▶ **Task details**: Rewrite the entries from the line containing "on the stone" through the last entry, putting "exercise" in place of "drill" and leaving everything else unchanged. Give only those lines.

▶ **Recorded data**:
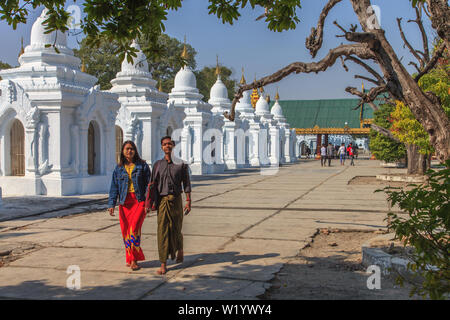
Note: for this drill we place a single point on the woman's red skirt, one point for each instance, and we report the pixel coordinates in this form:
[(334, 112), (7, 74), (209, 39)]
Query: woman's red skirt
[(131, 215)]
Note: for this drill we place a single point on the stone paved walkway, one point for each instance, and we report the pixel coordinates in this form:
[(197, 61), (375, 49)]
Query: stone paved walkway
[(241, 230)]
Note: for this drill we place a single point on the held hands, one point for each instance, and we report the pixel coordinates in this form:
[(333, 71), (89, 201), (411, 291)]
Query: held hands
[(187, 207)]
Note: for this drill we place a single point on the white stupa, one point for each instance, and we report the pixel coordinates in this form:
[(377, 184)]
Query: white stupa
[(54, 124), (142, 106), (185, 97)]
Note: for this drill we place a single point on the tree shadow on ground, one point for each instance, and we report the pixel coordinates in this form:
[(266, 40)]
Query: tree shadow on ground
[(331, 278), (51, 283)]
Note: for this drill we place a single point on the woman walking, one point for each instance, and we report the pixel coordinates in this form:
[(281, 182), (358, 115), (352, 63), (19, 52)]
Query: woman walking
[(129, 182)]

▶ **Expected answer**:
Note: for this exercise we place a single point on the stone paved walkway, one point for each instance, and we report the pixel coordinates in this form:
[(197, 61), (375, 49)]
Query: stone paved walkway
[(241, 230)]
Note: for this exercise we place a single point on the held hands, one point for each instance, and we report the pixel coordinates in this form:
[(333, 71), (89, 201), (411, 291)]
Query: held hands
[(187, 207)]
Note: for this exercise we place a single point on the white stupa, one point for each instance, and we report the pixel coordinates in this form:
[(377, 184)]
Query: white stupa
[(54, 124), (142, 106), (185, 97)]
Note: for this exercise we place a single point on the tree shadow on ground, one point for each instance, and we report the pixel coordinates in this form:
[(266, 40)]
Query: tree shadow on ground
[(331, 278), (51, 283)]
Note: for this exercise we place a single point on the woman walking, one point for each instance, and we report the pixel coordinates in this form:
[(281, 182), (358, 115), (352, 63), (19, 52)]
Query: woman walking
[(129, 182)]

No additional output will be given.